• _Work required_: Can the data below be set down again exactly, line for line?

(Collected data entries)

########

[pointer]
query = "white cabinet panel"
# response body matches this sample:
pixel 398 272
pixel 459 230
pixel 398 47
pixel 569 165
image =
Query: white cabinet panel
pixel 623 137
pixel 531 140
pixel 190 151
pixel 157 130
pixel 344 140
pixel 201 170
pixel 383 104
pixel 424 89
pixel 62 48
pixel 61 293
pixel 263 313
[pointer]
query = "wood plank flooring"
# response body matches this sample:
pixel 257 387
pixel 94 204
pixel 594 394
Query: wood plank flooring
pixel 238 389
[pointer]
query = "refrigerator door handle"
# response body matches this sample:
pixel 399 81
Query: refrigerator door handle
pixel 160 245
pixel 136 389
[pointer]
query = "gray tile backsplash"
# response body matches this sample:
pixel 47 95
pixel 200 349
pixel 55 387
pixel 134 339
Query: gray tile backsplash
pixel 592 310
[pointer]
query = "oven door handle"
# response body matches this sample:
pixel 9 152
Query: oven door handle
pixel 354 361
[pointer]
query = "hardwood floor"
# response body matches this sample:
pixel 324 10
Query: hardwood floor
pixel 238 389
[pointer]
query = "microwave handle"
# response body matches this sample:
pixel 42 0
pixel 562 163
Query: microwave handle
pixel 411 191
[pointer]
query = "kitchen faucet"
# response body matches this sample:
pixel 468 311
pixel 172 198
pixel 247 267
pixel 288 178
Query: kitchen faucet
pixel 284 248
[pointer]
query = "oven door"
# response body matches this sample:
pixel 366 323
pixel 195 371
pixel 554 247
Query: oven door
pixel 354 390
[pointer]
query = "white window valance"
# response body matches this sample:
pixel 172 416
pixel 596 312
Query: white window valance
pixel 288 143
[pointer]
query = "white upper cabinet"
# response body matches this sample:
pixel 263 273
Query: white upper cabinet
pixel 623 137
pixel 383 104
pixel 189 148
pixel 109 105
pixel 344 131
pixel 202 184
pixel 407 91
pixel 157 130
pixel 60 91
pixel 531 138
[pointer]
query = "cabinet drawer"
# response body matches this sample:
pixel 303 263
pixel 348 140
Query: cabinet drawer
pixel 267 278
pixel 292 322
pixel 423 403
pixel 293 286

########

• _Completed exercise_:
[pointer]
query = "white cabinet panel"
# response body matches this sample:
pixel 398 272
pixel 459 230
pixel 398 47
pixel 569 165
image =
Query: white cabinet panel
pixel 623 137
pixel 531 140
pixel 190 151
pixel 157 130
pixel 344 140
pixel 201 170
pixel 383 104
pixel 424 89
pixel 62 48
pixel 61 293
pixel 263 313
[pointer]
query = "wood plank flooring"
# response body matches this sample:
pixel 257 387
pixel 94 204
pixel 594 394
Query: wood plank flooring
pixel 238 389
[pointer]
query = "refrigerator door handle"
# response body matches this sample:
pixel 399 81
Query: refrigerator door handle
pixel 160 245
pixel 136 389
[pointer]
query = "gray tile backsplash"
# response body matches this sample:
pixel 47 95
pixel 200 349
pixel 55 387
pixel 134 339
Query: gray tile backsplash
pixel 592 310
[pointer]
query = "oven door handle"
# response body matches this sample:
pixel 9 152
Query: oven door handle
pixel 354 361
[pointer]
query = "hardwood floor"
# response body matches this sample:
pixel 324 10
Query: hardwood floor
pixel 238 389
[pointer]
query = "microwave handle"
# response body matches this sample:
pixel 42 0
pixel 562 163
Query: microwave handle
pixel 411 191
[pointer]
query = "kitchen faucet"
# response body matches this sample:
pixel 468 311
pixel 172 198
pixel 247 267
pixel 288 178
Query: kitchen faucet
pixel 284 248
[pointer]
query = "oven door"
# response body matches this sample:
pixel 366 323
pixel 195 371
pixel 554 247
Query: oven door
pixel 354 390
[pointer]
query = "white window valance"
# response body matches this sample:
pixel 172 416
pixel 596 312
Query: white window valance
pixel 288 143
[pointer]
query = "white upper cabinet"
# response body matches this sample:
pixel 263 273
Query: white upper cabinet
pixel 623 137
pixel 383 104
pixel 189 148
pixel 109 105
pixel 344 131
pixel 202 184
pixel 407 91
pixel 157 130
pixel 60 91
pixel 531 138
[pointer]
query = "cabinet drawer"
# response body matches this sample:
pixel 303 263
pixel 348 140
Query: cabinet drawer
pixel 267 278
pixel 292 322
pixel 423 403
pixel 293 286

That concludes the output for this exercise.